Hope In The Dark, Rebecca Solnit, Books & Quotes


Rebecca Solnit Men Explain Things To Me

"Violence doesn’t have a race, a class, a religion, or a nationality, but it does have a gender." Rebecca Solnit, Men Explain things to me. (2014)

Rebecca Solnit - Bio

Rebecca Solnit was born in Bridgeport Connecticut in 1961 and in 1966 moved with her family to Novato California (Bay area) where she grew up. Solnit has mostly lived in the Bay area for the balance of her life, and has lived in San Francisco for all of her writing careers and also, university education.

She has described herself in her younger years as an outcast with few friends, and she accelerated her way through High School by doing it independently.

At 17, she moved to Paris for a year and returned to the Bay area to study at San Francisco State University. She remained in the area for a Master's in Journalism from Berkeley and has worked as an independent writer ever since graduating from there in the late 1980s. It is ironic that her writing style integrates her own personal voice on subjects that are conventionally analyzed in the third person because her own biography or actual person-hood is deliberately concealed.

Background

Solnit has described a family background that included violence, and that her troubled youth and need to escape, were significantly tied to childhood difficulties. In terms of details, Solnit is deliberately vague and notes that the privacy of her siblings is an important value that she respects and wants to maintain. Therefore, although she explicitly raises the issue of family violence, there is no indication of specifics. Her parents had mixed heritage, and her father was Jewish and her mother was from an Irish Catholic background.

Political activist

For as long as she has worked as a writer or since the late 1980s, Solnit has also been engaged with social activism. She has committed time to organizations connected to environmental issues, and social/political justice -- these are likewise, recurring causes that are implicitly and explicitly expressed as themes in her writing.

Awards and recognition

In terms of awards and recognition,  in 2013 her work The Faraway Nearby was nominated for a National Book Award and also on the shortlist for the National Book Critics Circle Award. In 2004, her work titled For River of Shadows received the Harvard's Mark Lynton History Prize, the National Book Critics Circle Award in Criticism, the Sally Hacker Prize from the Society for the History of Technology. She has received a Guggenheim Fellowship, several National Endowment for the Arts fellowships and a Lannan literary fellowship. To date, she has written twenty books and hundreds of articles.

author spotlight rebecca solnit paperback paris

Progressive writer

Her first main work is in some respects the most stylistically conventional. In 1990, her work titled: Secret Exhibition: Six California Artists of the Cold War Era was published by City Lights in San Francisco.

City Lights is known as one of the most progressive or leftist publishers in the US, and they did much to draw attention to Solnit as an emerging writer. Their reputation and readership are significant given that they have for decades published some of the best-known writers in the US including Lawrence Ferlinghetti, Allen Ginsberg, Noam Chomsky, and Howard Zinn.

▶ EXERCISES
(a) According to the biography, which publisher released Secret Exhibition: Six California Artists of the Cold War Era in 1990?
(b) From the biography, extract word for word the passage that opens with "Progressive writer" and closes with "and Howard Zinn.".

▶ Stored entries

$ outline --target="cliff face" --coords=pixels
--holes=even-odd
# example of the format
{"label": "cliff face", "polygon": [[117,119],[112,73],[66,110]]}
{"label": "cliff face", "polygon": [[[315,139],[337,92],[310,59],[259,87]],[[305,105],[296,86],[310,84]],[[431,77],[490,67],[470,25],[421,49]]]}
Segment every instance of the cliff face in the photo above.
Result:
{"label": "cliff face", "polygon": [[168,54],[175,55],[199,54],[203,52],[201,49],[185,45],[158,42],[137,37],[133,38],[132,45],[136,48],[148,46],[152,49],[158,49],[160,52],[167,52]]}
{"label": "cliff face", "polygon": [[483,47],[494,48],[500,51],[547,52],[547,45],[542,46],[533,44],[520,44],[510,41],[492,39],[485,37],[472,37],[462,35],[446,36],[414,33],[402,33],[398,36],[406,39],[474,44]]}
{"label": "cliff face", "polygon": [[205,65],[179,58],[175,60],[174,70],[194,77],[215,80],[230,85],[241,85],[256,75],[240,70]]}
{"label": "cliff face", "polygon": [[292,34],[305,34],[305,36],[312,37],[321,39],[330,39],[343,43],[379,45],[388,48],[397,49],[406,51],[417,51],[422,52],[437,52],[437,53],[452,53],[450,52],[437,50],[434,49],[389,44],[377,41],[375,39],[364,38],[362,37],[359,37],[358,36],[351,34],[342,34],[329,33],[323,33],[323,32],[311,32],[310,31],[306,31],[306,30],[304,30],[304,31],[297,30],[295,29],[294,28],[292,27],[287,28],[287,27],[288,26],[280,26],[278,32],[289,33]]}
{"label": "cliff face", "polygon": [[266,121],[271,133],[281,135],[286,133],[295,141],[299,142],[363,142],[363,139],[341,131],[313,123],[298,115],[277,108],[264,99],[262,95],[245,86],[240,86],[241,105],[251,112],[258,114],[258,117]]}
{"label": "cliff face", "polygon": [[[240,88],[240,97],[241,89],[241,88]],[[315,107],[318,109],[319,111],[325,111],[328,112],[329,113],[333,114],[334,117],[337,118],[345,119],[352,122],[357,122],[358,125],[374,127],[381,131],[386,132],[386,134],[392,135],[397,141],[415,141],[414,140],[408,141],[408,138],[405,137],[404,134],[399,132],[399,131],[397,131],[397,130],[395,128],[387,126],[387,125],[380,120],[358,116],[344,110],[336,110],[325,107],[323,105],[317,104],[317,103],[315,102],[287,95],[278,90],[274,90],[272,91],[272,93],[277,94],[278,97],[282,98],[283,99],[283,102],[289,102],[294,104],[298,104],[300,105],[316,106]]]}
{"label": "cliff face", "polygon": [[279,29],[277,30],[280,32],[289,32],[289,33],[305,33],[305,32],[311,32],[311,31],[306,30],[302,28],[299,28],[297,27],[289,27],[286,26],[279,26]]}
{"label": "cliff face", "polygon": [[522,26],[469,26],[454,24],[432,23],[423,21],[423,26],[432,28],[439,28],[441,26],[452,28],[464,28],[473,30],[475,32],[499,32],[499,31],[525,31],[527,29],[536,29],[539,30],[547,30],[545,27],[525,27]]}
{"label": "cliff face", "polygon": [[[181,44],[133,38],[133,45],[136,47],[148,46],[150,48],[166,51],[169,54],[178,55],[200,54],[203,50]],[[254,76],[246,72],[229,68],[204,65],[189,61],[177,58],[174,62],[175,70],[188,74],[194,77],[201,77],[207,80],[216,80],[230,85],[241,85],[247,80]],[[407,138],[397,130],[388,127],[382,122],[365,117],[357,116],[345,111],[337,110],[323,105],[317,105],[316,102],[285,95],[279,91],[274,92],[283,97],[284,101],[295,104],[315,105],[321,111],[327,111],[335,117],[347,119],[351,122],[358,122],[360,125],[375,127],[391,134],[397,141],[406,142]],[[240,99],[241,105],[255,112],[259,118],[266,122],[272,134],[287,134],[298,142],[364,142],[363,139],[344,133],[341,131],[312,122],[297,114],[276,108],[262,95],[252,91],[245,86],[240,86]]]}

▶ ANSWERS IN ORDER
(a) City Lights in San Francisco.

(b)
Progressive writer

Her first main work is in some respects the most stylistically conventional. In 1990, her work titled: Secret Exhibition: Six California Artists of the Cold War Era was published by City Lights in San Francisco.

City Lights is known as one of the most progressive or leftist publishers in the US, and they did much to draw attention to Solnit as an emerging writer. Their reputation and readership are significant given that they have for decades published some of the best-known writers in the US including Lawrence Ferlinghetti, Allen Ginsberg, Noam Chomsky, and Howard Zinn.